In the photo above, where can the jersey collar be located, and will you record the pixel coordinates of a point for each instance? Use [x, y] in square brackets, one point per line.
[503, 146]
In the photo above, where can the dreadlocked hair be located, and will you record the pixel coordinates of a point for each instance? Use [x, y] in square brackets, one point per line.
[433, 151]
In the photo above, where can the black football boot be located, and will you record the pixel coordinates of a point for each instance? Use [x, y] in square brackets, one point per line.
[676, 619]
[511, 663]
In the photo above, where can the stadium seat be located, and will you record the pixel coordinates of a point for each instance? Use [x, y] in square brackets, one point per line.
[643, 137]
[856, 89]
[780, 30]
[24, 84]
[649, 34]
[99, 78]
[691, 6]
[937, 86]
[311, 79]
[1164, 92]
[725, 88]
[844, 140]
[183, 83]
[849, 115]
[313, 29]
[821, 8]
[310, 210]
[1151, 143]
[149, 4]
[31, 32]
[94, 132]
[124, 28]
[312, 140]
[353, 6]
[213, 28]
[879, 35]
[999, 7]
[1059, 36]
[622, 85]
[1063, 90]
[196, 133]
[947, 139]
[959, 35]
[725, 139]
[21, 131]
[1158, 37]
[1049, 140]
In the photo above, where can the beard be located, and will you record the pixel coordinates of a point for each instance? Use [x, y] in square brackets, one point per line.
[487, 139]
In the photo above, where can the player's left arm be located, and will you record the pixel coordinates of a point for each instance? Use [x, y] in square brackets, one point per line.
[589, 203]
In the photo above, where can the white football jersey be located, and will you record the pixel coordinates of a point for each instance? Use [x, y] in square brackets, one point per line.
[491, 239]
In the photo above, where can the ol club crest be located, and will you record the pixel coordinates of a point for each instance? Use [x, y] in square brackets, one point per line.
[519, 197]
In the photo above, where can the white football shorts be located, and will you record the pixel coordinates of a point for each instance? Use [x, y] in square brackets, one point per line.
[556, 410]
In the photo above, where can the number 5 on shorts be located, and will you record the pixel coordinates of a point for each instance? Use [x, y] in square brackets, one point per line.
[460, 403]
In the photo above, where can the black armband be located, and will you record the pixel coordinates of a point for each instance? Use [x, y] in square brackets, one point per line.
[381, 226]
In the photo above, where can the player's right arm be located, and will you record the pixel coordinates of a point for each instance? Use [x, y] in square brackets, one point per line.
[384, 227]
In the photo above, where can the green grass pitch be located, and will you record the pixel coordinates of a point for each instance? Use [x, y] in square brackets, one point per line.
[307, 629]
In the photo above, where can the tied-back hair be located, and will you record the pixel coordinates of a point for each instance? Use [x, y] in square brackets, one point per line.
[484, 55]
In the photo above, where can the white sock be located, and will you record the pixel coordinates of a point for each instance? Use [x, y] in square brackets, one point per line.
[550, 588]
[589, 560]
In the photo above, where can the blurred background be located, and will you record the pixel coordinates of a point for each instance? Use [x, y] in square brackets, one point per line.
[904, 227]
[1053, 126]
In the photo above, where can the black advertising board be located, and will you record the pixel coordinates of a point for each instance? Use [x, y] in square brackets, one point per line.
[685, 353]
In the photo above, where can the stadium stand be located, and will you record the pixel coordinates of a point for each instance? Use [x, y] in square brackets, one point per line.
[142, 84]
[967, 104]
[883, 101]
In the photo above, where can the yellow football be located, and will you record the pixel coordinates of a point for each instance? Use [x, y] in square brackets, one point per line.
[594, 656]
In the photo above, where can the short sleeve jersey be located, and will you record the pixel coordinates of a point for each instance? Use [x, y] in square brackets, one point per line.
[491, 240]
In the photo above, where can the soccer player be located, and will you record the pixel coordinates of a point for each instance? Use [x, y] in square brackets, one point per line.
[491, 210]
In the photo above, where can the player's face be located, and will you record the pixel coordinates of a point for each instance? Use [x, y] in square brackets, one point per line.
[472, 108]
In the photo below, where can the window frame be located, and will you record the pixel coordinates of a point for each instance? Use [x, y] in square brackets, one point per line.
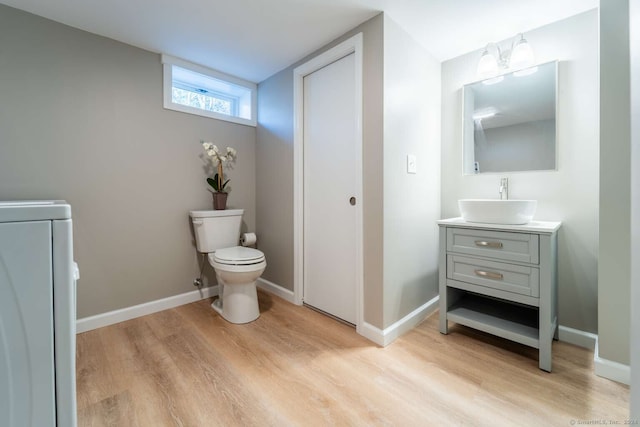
[168, 62]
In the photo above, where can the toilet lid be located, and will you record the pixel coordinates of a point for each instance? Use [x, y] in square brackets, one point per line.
[238, 255]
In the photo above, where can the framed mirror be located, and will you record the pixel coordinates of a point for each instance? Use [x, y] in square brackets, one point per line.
[509, 122]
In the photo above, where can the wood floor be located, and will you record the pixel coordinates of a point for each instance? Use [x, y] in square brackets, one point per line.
[295, 367]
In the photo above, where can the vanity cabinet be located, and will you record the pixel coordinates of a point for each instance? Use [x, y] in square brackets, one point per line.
[501, 279]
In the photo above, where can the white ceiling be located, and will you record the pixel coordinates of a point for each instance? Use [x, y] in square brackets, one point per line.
[254, 39]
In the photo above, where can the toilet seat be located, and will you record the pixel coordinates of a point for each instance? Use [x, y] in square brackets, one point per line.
[237, 255]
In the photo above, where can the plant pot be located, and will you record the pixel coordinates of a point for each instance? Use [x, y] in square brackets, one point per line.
[220, 201]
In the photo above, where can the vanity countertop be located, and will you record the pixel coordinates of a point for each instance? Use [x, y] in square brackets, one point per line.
[533, 226]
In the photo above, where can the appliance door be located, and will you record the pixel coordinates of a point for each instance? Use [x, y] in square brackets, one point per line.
[27, 394]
★ ★ ★ ★ ★
* **Stated goal**
Copy the items from the line containing "In the photo above, where can the vanity countertop" through the end of the items, with the request lines included, and shift every coordinate in the answers by adding -104 to each number.

* **Expected answer**
In the photo above, where can the vanity countertop be located, and will you record the pixel coordinates of a point for each instance? Use [x, y] in square brackets, one point per line.
[429, 122]
In the photo above, where can the appliance door be located, and will you record the pixel coordinates of a point for each instance? Use [x, y] in square brackets, one point per line.
[-77, 290]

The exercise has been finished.